Segment Open

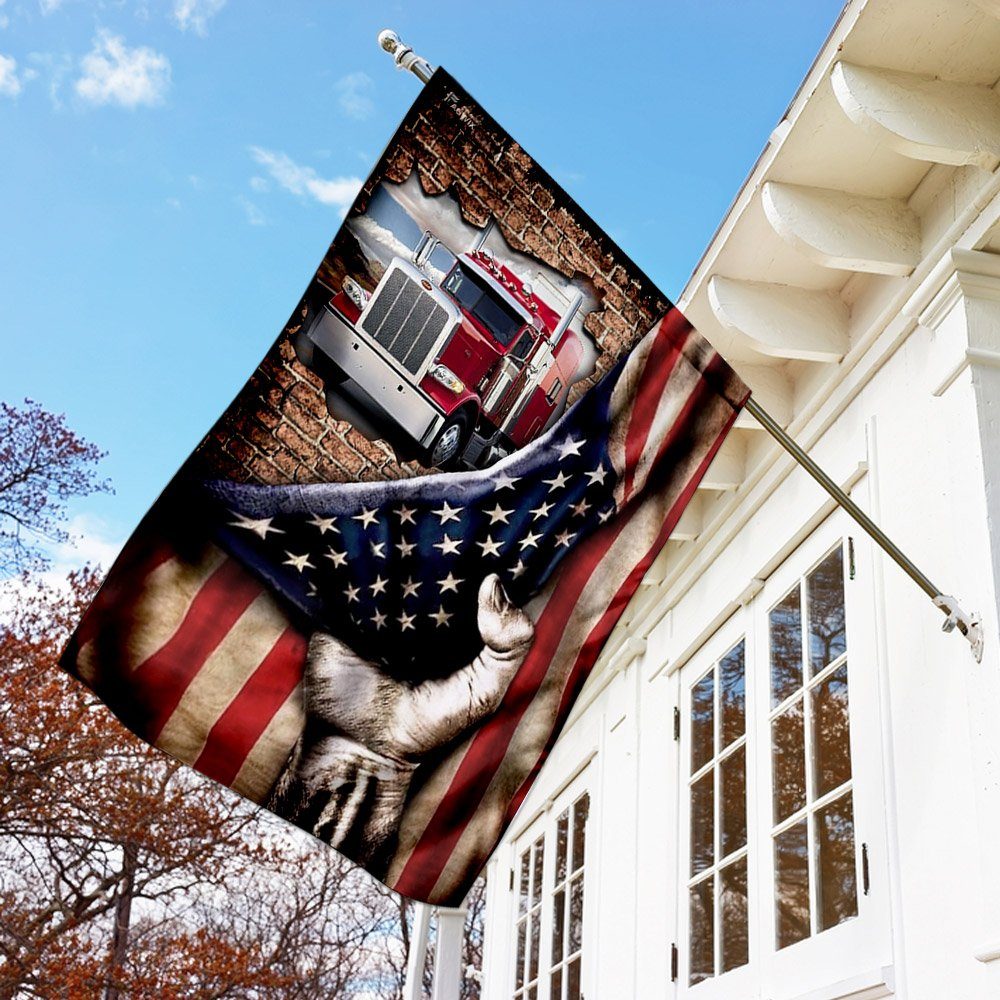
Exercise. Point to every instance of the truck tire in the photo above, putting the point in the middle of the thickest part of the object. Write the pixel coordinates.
(445, 451)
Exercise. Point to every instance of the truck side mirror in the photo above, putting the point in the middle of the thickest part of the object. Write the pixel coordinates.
(425, 248)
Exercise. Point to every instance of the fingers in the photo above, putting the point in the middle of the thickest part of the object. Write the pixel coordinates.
(345, 690)
(503, 626)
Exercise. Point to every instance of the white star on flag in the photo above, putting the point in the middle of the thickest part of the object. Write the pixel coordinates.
(565, 537)
(324, 524)
(499, 514)
(366, 517)
(441, 616)
(530, 540)
(448, 545)
(490, 547)
(542, 510)
(447, 513)
(598, 475)
(569, 447)
(505, 482)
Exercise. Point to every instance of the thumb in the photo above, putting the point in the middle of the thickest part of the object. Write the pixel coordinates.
(439, 710)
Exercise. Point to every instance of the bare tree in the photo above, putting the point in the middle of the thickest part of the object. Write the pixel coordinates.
(43, 464)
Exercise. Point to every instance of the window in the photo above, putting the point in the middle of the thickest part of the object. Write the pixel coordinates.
(549, 919)
(717, 890)
(473, 294)
(529, 920)
(812, 807)
(780, 795)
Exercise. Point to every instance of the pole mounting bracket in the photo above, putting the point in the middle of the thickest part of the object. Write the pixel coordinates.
(968, 624)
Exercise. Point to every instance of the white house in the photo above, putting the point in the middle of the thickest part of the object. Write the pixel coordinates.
(783, 780)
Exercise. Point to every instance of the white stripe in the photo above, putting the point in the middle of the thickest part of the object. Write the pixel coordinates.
(270, 753)
(535, 727)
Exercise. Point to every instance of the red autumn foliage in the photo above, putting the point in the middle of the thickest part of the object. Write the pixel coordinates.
(122, 872)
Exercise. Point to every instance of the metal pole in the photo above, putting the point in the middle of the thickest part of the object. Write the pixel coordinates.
(404, 56)
(414, 986)
(968, 625)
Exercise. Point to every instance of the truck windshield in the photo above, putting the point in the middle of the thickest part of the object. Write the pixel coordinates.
(476, 298)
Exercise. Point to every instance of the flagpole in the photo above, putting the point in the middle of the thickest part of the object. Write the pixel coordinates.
(968, 624)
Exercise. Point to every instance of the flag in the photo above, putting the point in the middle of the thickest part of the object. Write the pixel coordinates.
(386, 662)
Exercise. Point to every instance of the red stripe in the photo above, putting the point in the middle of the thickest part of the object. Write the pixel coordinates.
(237, 730)
(660, 364)
(159, 683)
(121, 586)
(492, 741)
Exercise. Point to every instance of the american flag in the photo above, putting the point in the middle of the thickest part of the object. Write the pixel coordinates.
(570, 524)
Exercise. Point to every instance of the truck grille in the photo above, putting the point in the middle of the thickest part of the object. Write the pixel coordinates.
(404, 320)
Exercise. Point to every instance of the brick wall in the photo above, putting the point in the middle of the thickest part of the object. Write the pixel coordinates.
(279, 431)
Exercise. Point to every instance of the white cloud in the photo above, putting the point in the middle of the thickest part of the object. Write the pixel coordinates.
(338, 192)
(10, 82)
(354, 95)
(254, 215)
(92, 541)
(195, 14)
(116, 74)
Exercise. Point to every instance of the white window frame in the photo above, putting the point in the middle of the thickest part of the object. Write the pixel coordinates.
(737, 982)
(545, 825)
(862, 943)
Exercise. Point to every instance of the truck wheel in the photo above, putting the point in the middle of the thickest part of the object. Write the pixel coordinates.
(450, 442)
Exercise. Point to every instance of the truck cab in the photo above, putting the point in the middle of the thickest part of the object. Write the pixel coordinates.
(454, 371)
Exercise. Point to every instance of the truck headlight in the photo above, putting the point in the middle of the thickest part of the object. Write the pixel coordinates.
(446, 377)
(356, 293)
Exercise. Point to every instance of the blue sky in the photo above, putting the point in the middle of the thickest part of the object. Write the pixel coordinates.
(172, 171)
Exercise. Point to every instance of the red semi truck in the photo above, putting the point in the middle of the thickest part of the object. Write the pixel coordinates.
(454, 370)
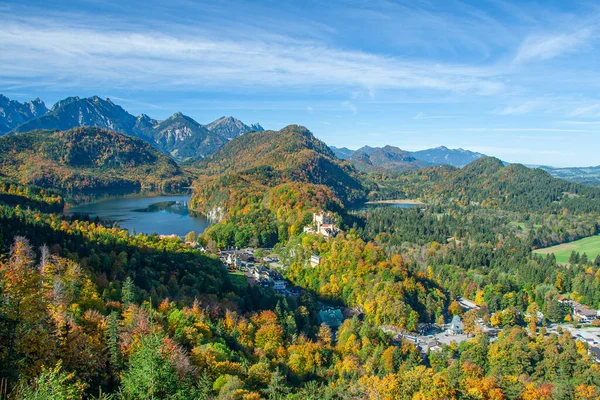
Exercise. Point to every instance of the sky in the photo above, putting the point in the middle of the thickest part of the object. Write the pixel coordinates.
(516, 80)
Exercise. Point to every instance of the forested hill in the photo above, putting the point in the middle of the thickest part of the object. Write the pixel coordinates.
(487, 182)
(267, 184)
(292, 154)
(85, 158)
(389, 158)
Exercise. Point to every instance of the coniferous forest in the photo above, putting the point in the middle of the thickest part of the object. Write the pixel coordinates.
(89, 310)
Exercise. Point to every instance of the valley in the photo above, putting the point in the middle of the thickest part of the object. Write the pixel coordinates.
(283, 250)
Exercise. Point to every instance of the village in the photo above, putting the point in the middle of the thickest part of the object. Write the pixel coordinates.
(260, 266)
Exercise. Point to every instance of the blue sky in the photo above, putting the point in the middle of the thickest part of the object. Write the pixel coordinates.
(517, 80)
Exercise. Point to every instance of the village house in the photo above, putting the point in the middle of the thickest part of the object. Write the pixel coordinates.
(332, 317)
(583, 314)
(315, 260)
(455, 326)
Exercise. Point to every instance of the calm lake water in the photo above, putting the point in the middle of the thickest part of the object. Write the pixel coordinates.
(164, 215)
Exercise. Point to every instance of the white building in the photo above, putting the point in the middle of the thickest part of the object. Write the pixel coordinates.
(455, 326)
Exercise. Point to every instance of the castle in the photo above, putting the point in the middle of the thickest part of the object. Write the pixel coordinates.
(323, 225)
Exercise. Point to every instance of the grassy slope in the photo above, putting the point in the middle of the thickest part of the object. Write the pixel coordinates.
(590, 246)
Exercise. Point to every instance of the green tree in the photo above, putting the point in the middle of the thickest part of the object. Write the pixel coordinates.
(52, 383)
(128, 292)
(191, 237)
(150, 374)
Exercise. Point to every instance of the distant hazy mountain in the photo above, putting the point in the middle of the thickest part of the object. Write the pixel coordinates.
(443, 155)
(14, 113)
(179, 135)
(230, 128)
(585, 175)
(370, 159)
(342, 153)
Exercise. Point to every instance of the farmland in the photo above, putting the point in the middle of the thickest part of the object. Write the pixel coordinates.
(589, 246)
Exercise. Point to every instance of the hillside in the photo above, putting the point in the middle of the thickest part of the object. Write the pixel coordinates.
(488, 182)
(343, 153)
(275, 180)
(179, 136)
(389, 158)
(443, 155)
(584, 175)
(14, 113)
(85, 158)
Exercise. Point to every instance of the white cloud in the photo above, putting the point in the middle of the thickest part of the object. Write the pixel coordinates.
(349, 106)
(592, 110)
(545, 47)
(55, 53)
(422, 115)
(521, 109)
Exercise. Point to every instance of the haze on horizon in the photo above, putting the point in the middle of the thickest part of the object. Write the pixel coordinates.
(515, 80)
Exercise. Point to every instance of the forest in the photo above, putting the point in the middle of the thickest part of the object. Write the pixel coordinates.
(88, 310)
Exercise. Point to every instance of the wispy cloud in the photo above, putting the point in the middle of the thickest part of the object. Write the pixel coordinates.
(422, 115)
(349, 106)
(570, 122)
(56, 53)
(542, 130)
(591, 110)
(520, 109)
(544, 47)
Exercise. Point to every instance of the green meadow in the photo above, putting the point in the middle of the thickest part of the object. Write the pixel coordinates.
(589, 246)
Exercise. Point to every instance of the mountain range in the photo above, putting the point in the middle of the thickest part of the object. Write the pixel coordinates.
(369, 159)
(86, 158)
(184, 139)
(178, 136)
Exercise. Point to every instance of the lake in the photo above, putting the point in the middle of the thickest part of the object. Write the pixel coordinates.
(165, 215)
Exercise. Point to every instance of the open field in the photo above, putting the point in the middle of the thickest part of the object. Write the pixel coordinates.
(400, 201)
(589, 246)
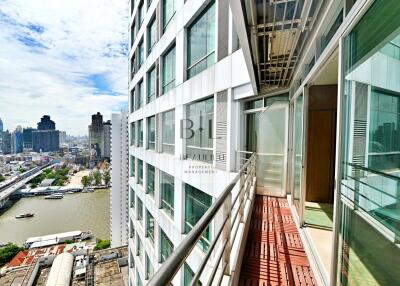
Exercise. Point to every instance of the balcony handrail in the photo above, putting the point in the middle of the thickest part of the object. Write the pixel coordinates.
(171, 266)
(376, 172)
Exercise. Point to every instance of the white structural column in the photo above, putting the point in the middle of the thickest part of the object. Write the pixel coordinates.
(119, 179)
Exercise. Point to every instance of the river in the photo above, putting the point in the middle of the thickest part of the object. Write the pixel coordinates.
(80, 211)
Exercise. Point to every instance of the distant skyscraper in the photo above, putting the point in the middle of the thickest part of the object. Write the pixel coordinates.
(63, 138)
(107, 139)
(17, 141)
(99, 138)
(46, 138)
(6, 142)
(46, 123)
(119, 179)
(27, 133)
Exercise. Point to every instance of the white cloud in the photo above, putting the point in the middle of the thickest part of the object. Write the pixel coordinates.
(48, 52)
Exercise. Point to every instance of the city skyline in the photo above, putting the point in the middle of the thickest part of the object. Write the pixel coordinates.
(58, 67)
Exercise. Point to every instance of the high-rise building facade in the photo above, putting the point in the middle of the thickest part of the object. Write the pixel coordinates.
(119, 180)
(6, 142)
(107, 139)
(184, 66)
(311, 87)
(27, 134)
(46, 138)
(46, 123)
(17, 141)
(63, 138)
(99, 138)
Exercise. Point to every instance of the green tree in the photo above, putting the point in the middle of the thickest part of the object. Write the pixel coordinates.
(97, 178)
(8, 252)
(102, 244)
(85, 181)
(107, 178)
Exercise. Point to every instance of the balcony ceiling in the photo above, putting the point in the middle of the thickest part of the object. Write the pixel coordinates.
(278, 31)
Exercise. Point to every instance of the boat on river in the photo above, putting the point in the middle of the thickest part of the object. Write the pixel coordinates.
(54, 239)
(54, 196)
(24, 215)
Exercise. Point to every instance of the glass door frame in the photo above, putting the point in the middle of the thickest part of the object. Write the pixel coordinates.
(287, 142)
(299, 213)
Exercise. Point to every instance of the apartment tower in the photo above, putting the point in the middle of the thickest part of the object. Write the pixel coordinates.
(311, 87)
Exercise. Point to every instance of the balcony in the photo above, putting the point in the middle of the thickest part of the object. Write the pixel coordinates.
(255, 241)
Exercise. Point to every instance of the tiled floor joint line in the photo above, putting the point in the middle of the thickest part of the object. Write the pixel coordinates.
(274, 252)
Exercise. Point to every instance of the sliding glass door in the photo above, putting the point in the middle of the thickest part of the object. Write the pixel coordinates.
(297, 151)
(369, 213)
(267, 136)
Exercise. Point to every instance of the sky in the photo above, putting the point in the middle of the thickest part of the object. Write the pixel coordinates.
(63, 58)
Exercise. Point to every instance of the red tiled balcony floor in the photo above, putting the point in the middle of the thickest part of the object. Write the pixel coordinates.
(274, 252)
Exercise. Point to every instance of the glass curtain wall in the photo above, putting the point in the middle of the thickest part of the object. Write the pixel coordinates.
(140, 133)
(369, 220)
(196, 204)
(140, 172)
(168, 9)
(168, 132)
(151, 133)
(150, 179)
(201, 42)
(167, 194)
(168, 70)
(166, 247)
(149, 227)
(140, 95)
(151, 85)
(199, 130)
(152, 34)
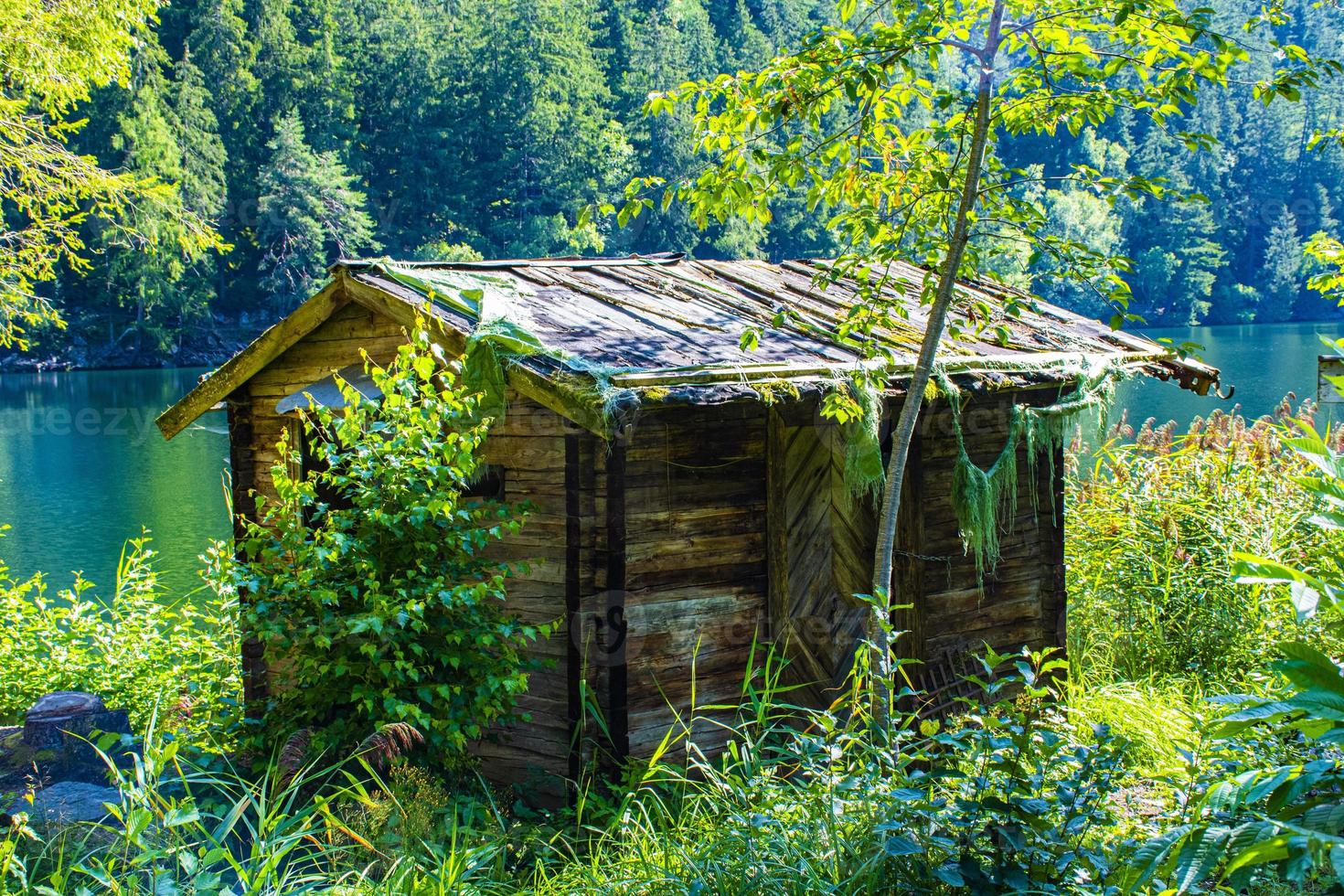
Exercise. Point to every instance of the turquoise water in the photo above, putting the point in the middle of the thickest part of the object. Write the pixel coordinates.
(82, 466)
(1264, 361)
(82, 469)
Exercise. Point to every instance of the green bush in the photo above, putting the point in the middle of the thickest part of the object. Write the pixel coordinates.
(1267, 817)
(368, 581)
(139, 650)
(1152, 528)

Segment Closed

The lines wanted are those from the one with "Exercise. Point to every instance of the green bush" through the last line of the records, repeated exactly and with both ends included.

- _Task output_:
Exercise. Point to every instance of the green bush in the photo above, putting the point in the middle of the thickest part of the object. Write the pixel coordinates.
(1267, 817)
(368, 581)
(139, 650)
(1152, 528)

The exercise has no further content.